INSTRUCTIONS:
1. According to the piece on binary and decimal units, how many bytes does "64 KB" mean in a computing context?
2. Pick up the piece on binary and decimal units after its final sentence and keep writing.

PROVIDED TEXT:
Let’s talk about one of the fundamental things that you need to know when talking about data access.
Always, always, always know your units.
Binary vs Decimal
Computers have a natural affinity for binary units, or multiples of 1024.
Historically, people (like us!) who work with computers have borrowed the SI prefixes for multiples of 1000 (K-, M-, G-, etc) and abused them to mean the closest multiple of 1024. This tradition continues right up to the present day: “64 KB” in a computing context is quite naturally interpreted as 64 * 1024 = 65536 bytes.
However, in many contexts — including data storage and bandwidth — decimal units may be used. This is not the manufacturers trying to “trick” you, but rather it’s the normal and unavoidable friction that results from the proper use of SI units as decimal values (in physics, etc) running up against the computer industry’s abuse of them as binary values.
You need to be particularly careful when reading. If you accidentally read a decimal unit as a binary unit, you’ll be in for a surprise when you’ve got less than you expected. This only gets worse as the sizes increase.

[Coordinate labeling data]
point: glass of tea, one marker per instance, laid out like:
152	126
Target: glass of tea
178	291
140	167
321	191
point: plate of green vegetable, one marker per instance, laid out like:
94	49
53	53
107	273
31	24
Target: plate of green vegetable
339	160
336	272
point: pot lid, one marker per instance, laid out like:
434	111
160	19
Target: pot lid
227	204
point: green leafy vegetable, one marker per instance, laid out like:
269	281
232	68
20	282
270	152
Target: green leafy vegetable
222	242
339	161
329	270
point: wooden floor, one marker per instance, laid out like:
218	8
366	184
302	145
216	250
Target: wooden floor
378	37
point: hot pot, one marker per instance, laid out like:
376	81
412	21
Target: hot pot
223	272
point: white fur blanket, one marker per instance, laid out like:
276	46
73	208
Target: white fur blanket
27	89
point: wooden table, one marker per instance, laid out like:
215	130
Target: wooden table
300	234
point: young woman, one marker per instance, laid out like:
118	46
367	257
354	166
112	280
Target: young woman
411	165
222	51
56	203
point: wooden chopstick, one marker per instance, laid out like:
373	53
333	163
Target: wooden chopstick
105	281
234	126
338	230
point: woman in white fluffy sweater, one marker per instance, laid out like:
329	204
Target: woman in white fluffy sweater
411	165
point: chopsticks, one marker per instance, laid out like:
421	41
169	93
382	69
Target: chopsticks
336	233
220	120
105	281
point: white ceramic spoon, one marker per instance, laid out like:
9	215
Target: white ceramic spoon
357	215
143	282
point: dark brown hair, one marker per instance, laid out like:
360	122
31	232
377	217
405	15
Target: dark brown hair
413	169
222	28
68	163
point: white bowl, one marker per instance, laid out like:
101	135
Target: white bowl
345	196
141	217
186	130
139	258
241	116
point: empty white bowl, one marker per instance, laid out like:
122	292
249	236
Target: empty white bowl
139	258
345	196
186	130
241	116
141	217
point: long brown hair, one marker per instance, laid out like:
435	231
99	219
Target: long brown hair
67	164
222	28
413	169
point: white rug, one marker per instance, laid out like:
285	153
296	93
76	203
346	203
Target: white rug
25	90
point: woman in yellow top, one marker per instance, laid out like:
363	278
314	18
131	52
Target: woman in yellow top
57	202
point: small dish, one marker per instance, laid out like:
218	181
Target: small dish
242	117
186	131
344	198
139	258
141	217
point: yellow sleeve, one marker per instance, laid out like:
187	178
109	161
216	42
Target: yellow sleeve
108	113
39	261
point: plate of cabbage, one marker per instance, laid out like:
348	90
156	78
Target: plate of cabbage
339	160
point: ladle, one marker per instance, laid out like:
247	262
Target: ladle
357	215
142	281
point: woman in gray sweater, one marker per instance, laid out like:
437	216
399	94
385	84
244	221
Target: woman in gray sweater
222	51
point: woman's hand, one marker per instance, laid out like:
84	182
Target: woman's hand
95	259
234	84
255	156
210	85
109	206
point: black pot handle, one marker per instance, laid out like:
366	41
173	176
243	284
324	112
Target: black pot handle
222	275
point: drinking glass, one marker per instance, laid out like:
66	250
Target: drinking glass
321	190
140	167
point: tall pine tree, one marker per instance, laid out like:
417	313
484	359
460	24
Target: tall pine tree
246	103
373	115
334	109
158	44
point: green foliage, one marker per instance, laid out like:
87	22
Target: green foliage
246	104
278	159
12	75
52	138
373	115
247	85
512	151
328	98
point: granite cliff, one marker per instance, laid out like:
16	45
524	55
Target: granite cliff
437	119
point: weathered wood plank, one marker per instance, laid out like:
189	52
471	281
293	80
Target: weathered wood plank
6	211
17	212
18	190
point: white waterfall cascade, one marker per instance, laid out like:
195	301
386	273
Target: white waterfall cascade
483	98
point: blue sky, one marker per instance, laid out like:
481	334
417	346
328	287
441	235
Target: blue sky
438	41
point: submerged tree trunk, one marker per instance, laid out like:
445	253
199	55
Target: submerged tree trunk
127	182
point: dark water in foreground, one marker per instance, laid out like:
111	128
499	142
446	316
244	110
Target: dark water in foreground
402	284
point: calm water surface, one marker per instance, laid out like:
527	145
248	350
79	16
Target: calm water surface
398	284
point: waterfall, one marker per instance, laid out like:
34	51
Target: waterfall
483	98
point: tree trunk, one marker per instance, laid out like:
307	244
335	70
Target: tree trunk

IN RESPONSE:
1. 65,536 bytes (64 × 1024).

2.
SI unit | Pronounced | Meaning | … But Sometimes | Difference |
---|---|---|---|---|
k (K) | kilo | 1,000 | 1,024 | 2.4% |
M | mega | 1,000,000 | 1,048,576 | 4.86% |
G | giga | 1,000,000,000 | 1,073,741,824 | 7.37% |
T | tera | 1,000,000,000,000 | 1,099,511,627,776 | 9.95% |
P | peta | 1,000,000,000,000,000 | 1,125,899,906,842,624 | 12.6% |
Since 1999, the proper, IEEE-approved way to write 1024 has been with the Ki- prefix, and its siblings Mi-, Gi-. These are deliberately unambiguous and clearly denote that you want a multiple of 1024 rather than a multiple of 1000.
Binary unit | Unambiguous Meaning |
---|---|
Ki | 10241 |
Mi | 10242 |
Gi | 10243 |
Ti | 10244 |
Pi | 10245 |
The NIST has an excellent page with more details. Go, read it! It’s quick and to the point.
Unfortunately, the original SI prefixes will remain ambiguous until everybody stops abusing them to mean different things. It’ll be a tough habit for us to break, though – especially when it’s become so culturally ingrained. Still, you and I can do our part.
Resolving ambiguity when writing
I can’t emphasize this enough: If you’re writing and you need to use a value that uses a binary multiple, YOU SHOULD USE THE BINARY PREFIXES. It’s not that hard: write “64 KiB” instead of “64 KB”, and boom, you’re done. All you need to do is practice it a bit and it’ll become second nature.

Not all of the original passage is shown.